Task objective >>
Reproduce the following entries exactly, leaving nothing out.

Stored data entries >>
.....
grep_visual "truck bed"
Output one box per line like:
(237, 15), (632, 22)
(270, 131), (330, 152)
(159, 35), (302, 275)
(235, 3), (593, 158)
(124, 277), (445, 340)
.....
Result of the task >>
grep_visual "truck bed"
Output one box per line like:
(237, 15), (632, 22)
(270, 131), (330, 152)
(159, 35), (302, 275)
(235, 3), (593, 158)
(124, 277), (445, 340)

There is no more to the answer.